• Problem description: Pull out every line from the entries below unchanged, and leave the pictures out of your answer.
start Stored records
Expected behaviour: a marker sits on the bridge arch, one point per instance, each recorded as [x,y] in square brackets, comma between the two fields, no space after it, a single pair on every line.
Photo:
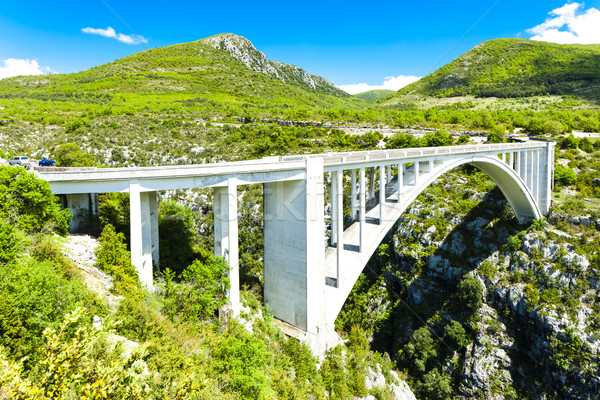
[509,182]
[295,257]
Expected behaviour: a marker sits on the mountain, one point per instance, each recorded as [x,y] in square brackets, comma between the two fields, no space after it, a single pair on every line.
[374,96]
[244,51]
[224,68]
[516,68]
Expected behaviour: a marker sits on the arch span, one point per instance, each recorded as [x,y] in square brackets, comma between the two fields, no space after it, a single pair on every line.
[510,183]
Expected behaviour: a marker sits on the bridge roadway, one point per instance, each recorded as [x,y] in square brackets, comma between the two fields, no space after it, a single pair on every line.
end Stored records
• Answer for this exercise:
Expected behaviour: a marker sits on the bridge arch, one point per instance, each recorded as [x,y] in square brackets, comma between the two fields, no space after it, a single pair on every line.
Photo:
[509,182]
[295,257]
Expected behaviour: a marker sits on the mountain, one point per instance, each recorded as [x,y] in square brackets, comma between the two fields, no space after it, a single pair on every line.
[374,96]
[244,51]
[224,68]
[516,68]
Expected behaviour: a marker sits on the arch span, one point per instance, each recorded as [x,y] in square brackets, comma between the two fields, no space after it, a single pair on every line.
[510,183]
Expected behaviour: a marker sits on the bridge roadway, one point per instance, each recorded as [x,y] in square brackets, comma between the two fields, no space after it, a single pair on every line.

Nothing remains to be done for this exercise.